▶ _Text shown_
━━━━━━━━━━━━━━━━━━━━

Another round of talks
Michel Barnier’s arrival in London marks the latest round of talks on the UK’s post-Brexit trading relationship with the EU. The EU’s chief negotiator will talk with the UK counterpart Lord Frost, with less than a week to go until the UK’s self-imposed deadline for agreeing a deal. The talks taking place today are described as informal but any subsequent statements will be monitored for signs of progress ironing out the differences that remain.
The Environment Bill has gone missing
It’s now been over 200 days since the Environment Bill was last seen in Parliament. What was once dubbed by then-Environment Secretary Theresa Villiers as “a truly landmark piece of legislation” was put on pause by the Government on 19th March due to covid. It is the first major piece of environmental legislation in over 20 years, and its ambition would help the UK’s reputation as well as its environment. Not only that, if the Bill isn’t passed by the end of the Brexit transition period, there will be a significant gap in the UK’s ability to enforce environmental law, thereby hurtling the UK’s environmental legislation back decades, instead of forward.

━━━━━━━━━━━━━━━━━━━━

Dataset entries

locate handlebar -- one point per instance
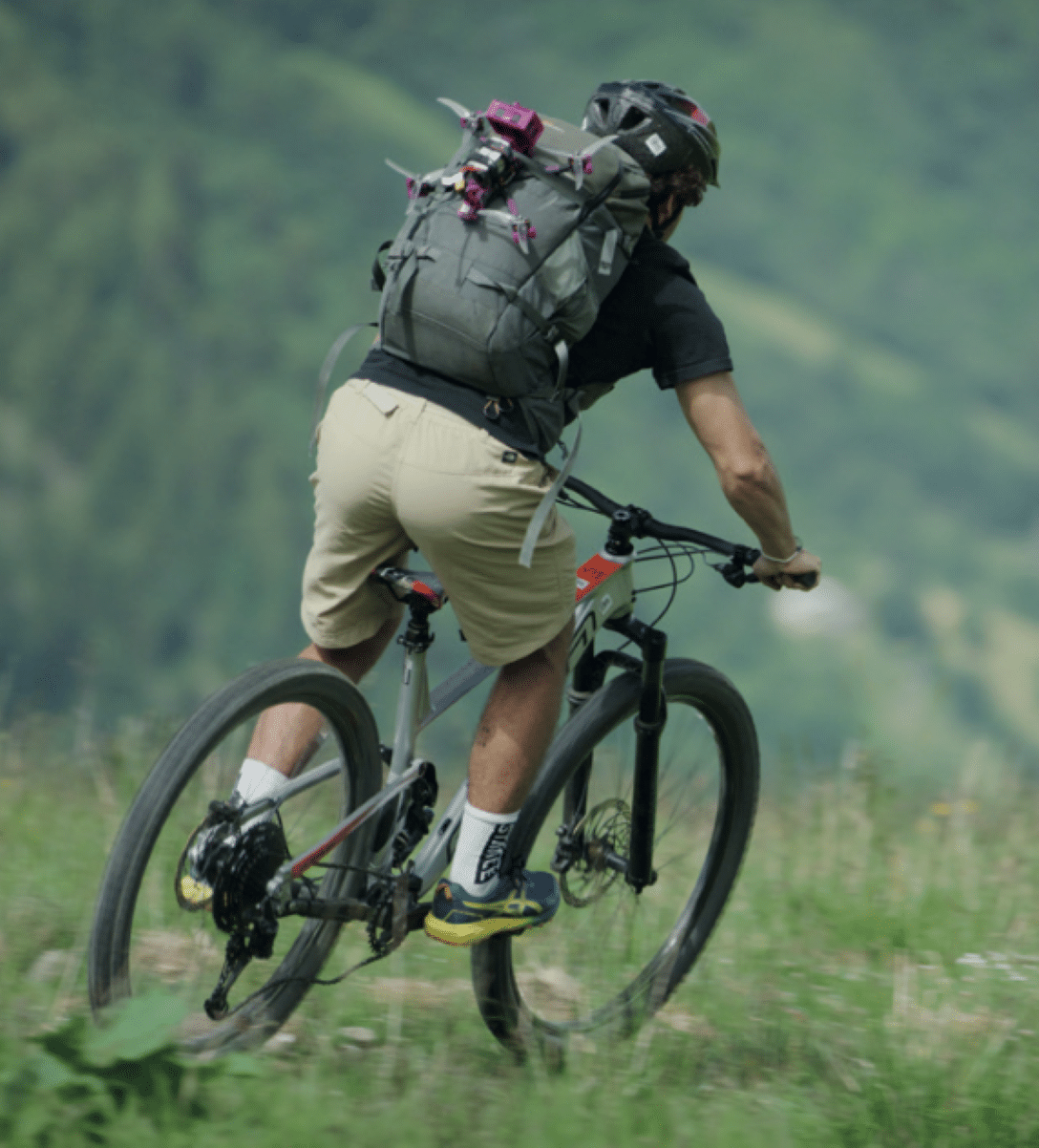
(633, 522)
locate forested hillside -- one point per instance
(189, 199)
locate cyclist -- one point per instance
(409, 457)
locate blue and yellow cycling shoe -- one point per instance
(511, 904)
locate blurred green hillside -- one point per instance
(189, 199)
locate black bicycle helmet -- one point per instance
(658, 125)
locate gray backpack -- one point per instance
(505, 256)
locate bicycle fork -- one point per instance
(589, 675)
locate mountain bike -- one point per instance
(643, 808)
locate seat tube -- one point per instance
(648, 723)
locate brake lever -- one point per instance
(808, 581)
(736, 573)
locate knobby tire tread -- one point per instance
(498, 996)
(293, 680)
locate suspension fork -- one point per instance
(589, 675)
(648, 725)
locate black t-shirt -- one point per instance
(656, 318)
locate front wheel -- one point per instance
(611, 958)
(146, 938)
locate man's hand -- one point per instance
(776, 575)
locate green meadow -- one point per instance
(874, 981)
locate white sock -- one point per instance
(257, 780)
(482, 839)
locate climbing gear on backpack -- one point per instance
(506, 254)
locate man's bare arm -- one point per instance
(713, 409)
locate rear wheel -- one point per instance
(142, 935)
(611, 958)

━━━━━━━━━━━━━━━━━━━━

▶ _Task set_
1. Write out the news briefing from "The Environment Bill has" to "instead of forward.".
2. In the news briefing, on what date did the Government put the Environment Bill on pause?
3. Extend the news briefing on the Brexit talks and the Environment Bill, picking up after its final sentence.
The items have nothing to do with this.

▶ _Responses in order_
1.
The Environment Bill has gone missing
It’s now been over 200 days since the Environment Bill was last seen in Parliament. What was once dubbed by then-Environment Secretary Theresa Villiers as “a truly landmark piece of legislation” was put on pause by the Government on 19th March due to covid. It is the first major piece of environmental legislation in over 20 years, and its ambition would help the UK’s reputation as well as its environment. Not only that, if the Bill isn’t passed by the end of the Brexit transition period, there will be a significant gap in the UK’s ability to enforce environmental law, thereby hurtling the UK’s environmental legislation back decades, instead of forward.

2. 19th March

3.
Barnier calls Boris’ bluff
Michel Barnier made the arguably substantiated claim that Boris Johnson would U-turn on assertion that the Brussels summit next week is his deadline to reach a deal, should a deal not have been reached by then. Johnson made the claim as part of his hard-negotiating persona in the negotiations, which have so far seen very little success for the UK.
Internal market bill
Scotland has voted to reject the Conservatives’ controversial internal market bill, by 90 votes to 28. Only Conservatives voted against the motion, that said the bill ‘constrains the competence of the Scottish Parliament and breaches international law’. Constitution Secretary Mike Russell said the bill would “fundamentally undermine” the Scottish Parliament.
One of the main sticking points in negotiations is that the UK wants full access to EU markets to sell its fish, but doesn’t want to grant the EU full access to UK waters for EU fishing fleets. Brussels is now planning to divide up the UK’s old fishing rights to give to those European fishermen who could lose out from Brexit. This is after Barnier this week urged EU nations to temper its demands in fishing negotiations.